** EXERCISE BRIEF **
Could each entry be returned exactly as it appears?

*** Begin section ***

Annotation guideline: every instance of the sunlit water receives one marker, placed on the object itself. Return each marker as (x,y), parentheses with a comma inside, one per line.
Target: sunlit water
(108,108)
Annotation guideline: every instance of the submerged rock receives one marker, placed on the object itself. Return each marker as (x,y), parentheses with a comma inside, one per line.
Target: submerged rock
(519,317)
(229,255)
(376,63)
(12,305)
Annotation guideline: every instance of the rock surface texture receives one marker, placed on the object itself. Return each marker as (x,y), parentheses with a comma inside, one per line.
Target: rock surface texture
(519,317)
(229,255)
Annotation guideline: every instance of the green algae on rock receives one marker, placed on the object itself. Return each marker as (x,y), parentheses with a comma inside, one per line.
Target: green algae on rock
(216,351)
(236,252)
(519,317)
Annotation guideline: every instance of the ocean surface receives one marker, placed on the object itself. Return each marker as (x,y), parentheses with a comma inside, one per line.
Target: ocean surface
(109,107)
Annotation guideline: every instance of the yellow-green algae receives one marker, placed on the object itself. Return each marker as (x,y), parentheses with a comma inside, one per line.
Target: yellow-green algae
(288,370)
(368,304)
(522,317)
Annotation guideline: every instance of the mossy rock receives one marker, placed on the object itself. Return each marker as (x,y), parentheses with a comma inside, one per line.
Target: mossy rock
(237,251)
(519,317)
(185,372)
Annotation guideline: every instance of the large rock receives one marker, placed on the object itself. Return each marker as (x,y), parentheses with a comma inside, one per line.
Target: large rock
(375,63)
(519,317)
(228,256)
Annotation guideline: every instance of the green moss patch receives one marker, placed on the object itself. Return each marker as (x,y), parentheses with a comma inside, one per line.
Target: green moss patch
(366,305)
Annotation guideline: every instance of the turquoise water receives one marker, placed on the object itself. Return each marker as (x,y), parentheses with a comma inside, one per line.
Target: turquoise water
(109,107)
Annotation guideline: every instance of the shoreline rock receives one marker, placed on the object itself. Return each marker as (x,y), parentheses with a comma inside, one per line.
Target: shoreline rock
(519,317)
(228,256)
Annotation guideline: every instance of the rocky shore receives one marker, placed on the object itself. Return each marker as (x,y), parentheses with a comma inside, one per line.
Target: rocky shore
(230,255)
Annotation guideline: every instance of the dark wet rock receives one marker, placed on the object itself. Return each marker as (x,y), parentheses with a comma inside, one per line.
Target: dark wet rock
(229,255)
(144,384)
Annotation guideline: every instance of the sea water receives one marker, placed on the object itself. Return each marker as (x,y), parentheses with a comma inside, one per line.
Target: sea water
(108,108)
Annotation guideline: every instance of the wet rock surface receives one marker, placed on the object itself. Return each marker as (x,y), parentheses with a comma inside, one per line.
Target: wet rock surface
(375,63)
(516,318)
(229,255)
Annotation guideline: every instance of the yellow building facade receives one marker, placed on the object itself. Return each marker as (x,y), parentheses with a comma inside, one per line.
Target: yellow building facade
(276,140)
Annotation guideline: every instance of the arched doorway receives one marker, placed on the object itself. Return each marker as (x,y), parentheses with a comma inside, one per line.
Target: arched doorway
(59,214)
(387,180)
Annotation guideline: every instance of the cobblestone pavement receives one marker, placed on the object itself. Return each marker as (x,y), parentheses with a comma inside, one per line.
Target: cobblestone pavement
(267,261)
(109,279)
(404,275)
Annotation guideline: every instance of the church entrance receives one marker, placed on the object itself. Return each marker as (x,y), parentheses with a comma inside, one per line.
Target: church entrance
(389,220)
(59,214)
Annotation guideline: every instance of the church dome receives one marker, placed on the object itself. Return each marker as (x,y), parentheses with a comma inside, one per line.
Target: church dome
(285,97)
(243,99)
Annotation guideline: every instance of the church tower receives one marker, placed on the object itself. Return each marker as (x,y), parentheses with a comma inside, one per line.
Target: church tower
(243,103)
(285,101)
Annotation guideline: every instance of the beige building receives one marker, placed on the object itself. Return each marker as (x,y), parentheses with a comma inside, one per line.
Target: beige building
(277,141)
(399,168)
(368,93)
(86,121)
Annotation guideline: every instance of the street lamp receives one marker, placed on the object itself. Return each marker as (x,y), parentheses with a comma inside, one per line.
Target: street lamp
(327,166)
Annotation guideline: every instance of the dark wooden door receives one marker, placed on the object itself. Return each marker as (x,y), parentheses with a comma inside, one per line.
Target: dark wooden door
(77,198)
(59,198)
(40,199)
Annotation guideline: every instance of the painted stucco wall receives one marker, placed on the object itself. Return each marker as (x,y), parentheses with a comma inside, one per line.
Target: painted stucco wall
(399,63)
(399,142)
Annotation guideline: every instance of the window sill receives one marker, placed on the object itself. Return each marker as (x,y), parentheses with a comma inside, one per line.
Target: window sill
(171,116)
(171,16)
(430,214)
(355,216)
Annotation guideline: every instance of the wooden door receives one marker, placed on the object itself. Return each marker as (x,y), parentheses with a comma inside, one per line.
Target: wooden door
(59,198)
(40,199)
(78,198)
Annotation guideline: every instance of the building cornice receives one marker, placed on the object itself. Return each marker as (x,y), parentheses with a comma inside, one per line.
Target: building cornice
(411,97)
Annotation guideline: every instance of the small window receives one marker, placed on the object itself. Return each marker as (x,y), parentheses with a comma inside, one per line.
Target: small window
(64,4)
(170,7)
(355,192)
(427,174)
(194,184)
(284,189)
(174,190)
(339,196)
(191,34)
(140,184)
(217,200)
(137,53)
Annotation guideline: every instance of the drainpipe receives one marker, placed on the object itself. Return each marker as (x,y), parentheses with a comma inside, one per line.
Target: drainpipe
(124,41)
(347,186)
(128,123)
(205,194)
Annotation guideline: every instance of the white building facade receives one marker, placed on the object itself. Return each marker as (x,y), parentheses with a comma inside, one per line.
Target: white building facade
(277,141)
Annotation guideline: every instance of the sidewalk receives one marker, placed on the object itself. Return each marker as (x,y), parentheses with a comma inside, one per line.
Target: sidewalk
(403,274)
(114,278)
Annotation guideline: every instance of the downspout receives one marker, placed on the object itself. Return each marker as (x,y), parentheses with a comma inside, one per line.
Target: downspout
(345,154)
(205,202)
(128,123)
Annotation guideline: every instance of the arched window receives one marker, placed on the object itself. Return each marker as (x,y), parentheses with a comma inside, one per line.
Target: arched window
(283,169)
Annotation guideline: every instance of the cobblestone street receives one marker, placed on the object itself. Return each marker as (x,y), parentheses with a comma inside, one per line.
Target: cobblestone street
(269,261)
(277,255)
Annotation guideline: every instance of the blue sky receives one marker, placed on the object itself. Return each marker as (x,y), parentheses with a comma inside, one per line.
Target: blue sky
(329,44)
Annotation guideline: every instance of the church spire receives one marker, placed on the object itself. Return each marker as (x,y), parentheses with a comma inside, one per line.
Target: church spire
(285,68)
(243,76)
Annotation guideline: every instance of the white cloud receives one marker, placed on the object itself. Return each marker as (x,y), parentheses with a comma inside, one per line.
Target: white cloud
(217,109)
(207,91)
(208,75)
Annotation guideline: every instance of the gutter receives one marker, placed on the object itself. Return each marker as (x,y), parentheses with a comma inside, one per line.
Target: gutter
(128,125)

*** End section ***

** ANSWER SECTION **
Annotation guideline: every instance of the sunlit water receives one marker, placed on the object itself. Return each marker as (x,y), parentheses with a comma inside, one per line.
Target: sunlit water
(108,108)
Annotation guideline: every instance of the submerged rock receives one marker, placed on the object itself. Return each marker as (x,y), parentheses with a comma inside, one per line.
Target: submerged rock
(519,317)
(229,255)
(376,63)
(12,305)
Annotation guideline: every instance of the rock surface texture receives one marker, placed on the object itself. Return each marker as (x,y), parentheses with a comma inside, one per line.
Target: rock surface texture
(519,317)
(229,255)
Annotation guideline: every instance of the green algae on rock receives one marker, placed on the object itself. Return each marker as (x,y), parentheses with a comma inside, one per line.
Target: green algae on rock
(216,351)
(236,252)
(519,317)
Annotation guideline: every instance of the ocean surface receives one marker, placed on the object itself. Return each marker as (x,y), parentheses with a comma inside, one per line.
Target: ocean surface
(109,107)
Annotation guideline: every instance of the yellow-green algae receives one marker, placed on the object itself. Return each marker as (x,y), parentheses with a comma inside, one per line.
Target: yellow-green algae
(288,370)
(368,304)
(522,317)
Annotation guideline: every instance of the mossy rock receives one marker, placed on the object itself. Return each marker as (x,y), parentheses with a comma inside, one per line.
Target: mossy rock
(237,251)
(519,317)
(185,372)
Annotation guideline: every instance of the large rock receives one marker, placed on the object itself. Return each marker as (x,y), parentheses with a comma inside, one per line.
Target: large rock
(375,63)
(519,317)
(228,256)
Annotation guideline: every instance of the green moss patch receives one marker, placed on the object itself. Return each marker as (x,y), parentheses with a comma inside, one per line.
Target: green moss patch
(366,305)
Annotation guideline: every instance of the turquoise water receives one marker, placed on the object itself. Return each marker as (x,y), parentheses with a comma inside, one per line.
Target: turquoise water
(109,107)
Annotation guideline: every instance of the shoreline rock receives one marker, placed on the object itself. Return each marker as (x,y), parentheses with a comma inside, one per line.
Target: shoreline rock
(519,317)
(228,256)
Annotation guideline: every instance of the rocky shore receives one marker, placed on the object itself. Return each marker as (x,y), parentheses with a comma inside, one per line.
Target: rocky shore
(230,255)
Annotation guideline: every instance of the dark wet rock receives one marker, placed on the object itself. Return each marker as (x,y), parentheses with a comma inside, one per line.
Target: dark wet rock
(229,255)
(144,384)
Annotation guideline: every instance of the sea water receives one marker, placed on the object itself. Return each marker as (x,y), parentheses with a comma inside, one per line.
Target: sea water
(108,108)
Annotation guideline: every instance of the wet rock surface receives one marker, placed on the object itself. Return each marker as (x,y), parentheses with a comma inside, one per line.
Target: wet rock surface
(375,63)
(516,318)
(229,255)
Annotation guideline: every instance of the yellow building facade receives one marker, placed on the object itself. Return each marker as (x,y), parentheses with a comma inside, one per line.
Target: yellow building facade
(276,140)
Annotation guideline: every instance of the arched doorway receives one marker, placed on the object itself. Return each marker as (x,y), parentheses with a comma inside, one per line.
Target: arched doorway
(59,214)
(387,180)
Annotation guideline: every instance of the cobblestone pavement receives one marker, placed on the object itself. Return each marker as (x,y), parentheses with a comma inside, one per line.
Target: cobblestone pavement
(267,261)
(109,279)
(404,275)
Annotation guideline: every instance of the church entrance receives one marker, placed on the object itself. Return each marker as (x,y), parentheses with a comma inside, one per line.
Target: church entrance
(389,220)
(59,214)
Annotation guideline: every instance of the church dome receives one marker, placed on the object itself. Return each marker as (x,y), parentheses with a comma inside, one per line.
Target: church dome
(285,97)
(243,99)
Annotation guideline: every instance of the church tower receives one marker, placed on the object itself. Return each marker as (x,y), parentheses with a comma inside, one per line.
Target: church tower
(243,103)
(285,101)
Annotation guideline: every instance of the beige building receives one marker, placed on the object itself. Return each marker as (x,y), parentheses with a comma inside, one per line.
Target: beige building
(277,141)
(399,168)
(368,93)
(86,121)
Annotation guideline: every instance of the street lamp receives one marker, placed on the object itself. Return each marker as (x,y), parentheses with a comma inside, one per line.
Target: street lamp
(327,166)
Annotation guideline: every instance of the dark wooden door receives one marker, placed on the object itself. Return each marker as (x,y), parentheses with a comma inside, one per line.
Target: dark wooden door
(77,198)
(59,198)
(40,199)
Annotation guideline: every instance of the painted stucco wall receives one marker, placed on the object itself. Return each marker as (x,y), parentheses with a comma inside, one per line.
Target: painted stucco wall
(399,63)
(399,142)
Annotation guideline: every instance of the window sill receives one marker, placed on the object itself. Return each marker as (x,y), parentheses with a comma inside, one per line.
Target: window sill
(171,116)
(171,16)
(430,214)
(355,216)
Annotation guideline: every instance of the wooden door receives one marker, placed on the object itself. Return each marker as (x,y), parentheses with a comma inside, one per line.
Target: wooden door
(59,198)
(40,199)
(78,198)
Annotation guideline: every instance of the building cornice receives one marker, placed on the object itself. Return each marker as (x,y), parentheses with a comma inside, one per line.
Target: building cornice
(411,97)
Annotation guideline: every instance of the small window receives one marker, placed on the object itself. Return each marker as (x,y), parentheses with a comma inside, one per line.
Target: small window
(64,4)
(170,7)
(355,192)
(427,174)
(194,184)
(284,189)
(174,190)
(339,196)
(191,34)
(140,184)
(217,200)
(137,53)
Annotation guideline: every instance of the drainpipe receives one marker, placed on the object itself. Return each marker as (x,y), parentheses with a comma inside, one per line.
Target: drainpipe
(124,41)
(347,186)
(128,123)
(205,194)
Annotation guideline: every instance of the white building facade receives one marker, placed on the object itself. Return each marker as (x,y), parentheses with a comma inside, one per line.
Target: white building facade
(277,141)
Annotation guideline: every instance of the sidewalk receives one marker, placed on the object itself. Return each marker as (x,y), parentheses with a comma inside, one per line.
Target: sidewalk
(403,274)
(114,278)
Annotation guideline: every instance of the downspout receives one marker, placed on the object itself. Return each marker as (x,y), parentheses with a comma inside, one per line.
Target: downspout
(345,154)
(205,202)
(128,123)
Annotation guideline: every instance of the arched window receives one marker, placed on the object itself. Return each marker as (x,y), parentheses with a comma inside, one per line.
Target: arched window
(283,169)
Annotation guideline: every instance of the cobblestone street receives one marker, placed on the object itself. Return each marker as (x,y), parentheses with a comma inside, one per line.
Target: cobblestone street
(269,261)
(277,255)
Annotation guideline: every instance of the blue sky receives one marker, placed on the object itself. Return each marker as (x,y), parentheses with a comma inside, one per line.
Target: blue sky
(329,44)
Annotation guideline: every instance of the church spire receives one marker, placed on the object itself. Return each marker as (x,y), parentheses with a comma inside, one per line.
Target: church spire
(285,68)
(243,76)
Annotation guideline: every instance of the white cloud receives one marker, placed on the object itself. Return each marker as (x,y), parentheses with a comma inside, one per line.
Target: white cloud
(217,109)
(207,91)
(208,75)
Annotation guideline: every instance of the gutter receives one marker, placed on the object itself. Return each marker as (x,y), parentheses with a comma inside, one per line.
Target: gutter
(128,125)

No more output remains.